- WHAT TO PRODUCE
Return the passage from the text on women in Cambodia that lies between "--- Women's Political" and "in 'real work'...", inclusive, copied word for word.

- READING TEXT
/---

***
On women in Cambodia:
"An employee of local NGO Gender and Development for Cambodia commented in 2002 that ‘20 people can rape a woman at the same time, and consider this a fun, bonding experience between males’ (PPP 2002: 14). Perhaps the most bizarre commentary on the role of women in post-revolutionary Cambodia is to he found on the Cambodian People’s Party list of important events in Cambodia’s history: ‘20 June 1999 — Royal palace denies rumour of evil god demanding thousands of long-haired virgin girls’ (CPP 2000)"
--- Women's Political Participation and Representation in Asia: Obstacles and Challenges / Kazuki Iwanaga
And, from Lost goddesses: the denial of female power in Cambodian history / Trudy Jacobsen:
"The presence of a pervasive sex industry was also perceived as being a result of female immorality, vanity, and lack of willingness to engage in 'real work'...
It continues to be the prerogative of elite men to demonstrate their potency and superiority over other men through sexual access to large numbers of women. If these women are virgins, the higher the prowess of the man involved, because virginity is an expensive commodity. High-level business agreements are ‘ratified by deflowering virgins procured for the purpose, in order to demonstrate mutual high regard. A Western parallel might be the decanting of a 30-year-old single malt in order to toast the business agreement. Virginity carries with it the assurance that there will he no ill-effects from the encounter (for the man, at least) and some believe that taking the virginity of a girl will remove bad luck, rejuvenate a flagging libido, or cure HIV/AIDS. This is why so many sex workers are young teenagers. Their value is diminished once their virginity has been sold, but they will not physically show the toll that the sex industry takes on their bodies for some years. Another attractive characteristic in young sex workers is that they are socially constrained to be obedient. Most Cambodian men expect their sexual partners, including sex workers, to be submissive and are disconcerted when their expectations are not met. It was extremely difficult to convince any Cambodian man to speak openly about why Cambodian women should not enjoy sex. Many seemed to think that it was an inherent aspect of Cambodian femininity. One moto driver said 'If wanted a srei rijoh rilenh [wriggly woman) I would go to a Vietnamese.’ Ly Ly, a sex worker, told me that she had been surprised at first when her Western clients 'told me to make noise, to move around, to sit on top ... . If I did this with a Cambodian man, he would be shocked and afraid'.

\---

- MATERIAL SUPPLIED
/---

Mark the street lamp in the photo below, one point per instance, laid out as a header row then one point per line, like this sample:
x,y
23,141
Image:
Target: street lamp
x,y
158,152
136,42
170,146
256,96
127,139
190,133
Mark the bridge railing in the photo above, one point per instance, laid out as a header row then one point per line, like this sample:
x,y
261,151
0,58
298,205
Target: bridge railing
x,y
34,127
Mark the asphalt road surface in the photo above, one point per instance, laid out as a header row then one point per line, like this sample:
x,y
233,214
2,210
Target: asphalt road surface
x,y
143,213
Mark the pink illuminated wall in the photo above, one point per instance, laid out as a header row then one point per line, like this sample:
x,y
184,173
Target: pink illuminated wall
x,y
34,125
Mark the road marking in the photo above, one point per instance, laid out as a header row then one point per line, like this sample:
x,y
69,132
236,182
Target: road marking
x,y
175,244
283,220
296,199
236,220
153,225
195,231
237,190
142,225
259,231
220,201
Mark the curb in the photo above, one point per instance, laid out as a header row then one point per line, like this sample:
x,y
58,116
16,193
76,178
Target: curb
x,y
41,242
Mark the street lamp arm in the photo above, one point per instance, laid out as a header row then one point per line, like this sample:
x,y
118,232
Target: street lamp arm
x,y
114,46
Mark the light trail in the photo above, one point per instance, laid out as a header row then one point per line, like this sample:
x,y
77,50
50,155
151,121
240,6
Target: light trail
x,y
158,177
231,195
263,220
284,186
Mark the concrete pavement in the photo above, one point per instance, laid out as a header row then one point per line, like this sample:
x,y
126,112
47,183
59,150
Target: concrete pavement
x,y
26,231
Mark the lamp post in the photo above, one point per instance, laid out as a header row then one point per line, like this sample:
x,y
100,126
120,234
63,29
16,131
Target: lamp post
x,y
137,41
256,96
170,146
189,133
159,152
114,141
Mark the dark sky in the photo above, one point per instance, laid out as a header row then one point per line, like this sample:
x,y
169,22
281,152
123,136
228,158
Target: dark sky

\---

- REPLY TO THE EXERCISE
--- Women's Political Participation and Representation in Asia: Obstacles and Challenges / Kazuki Iwanaga
And, from Lost goddesses: the denial of female power in Cambodian history / Trudy Jacobsen:
"The presence of a pervasive sex industry was also perceived as being a result of female immorality, vanity, and lack of willingness to engage in 'real work'...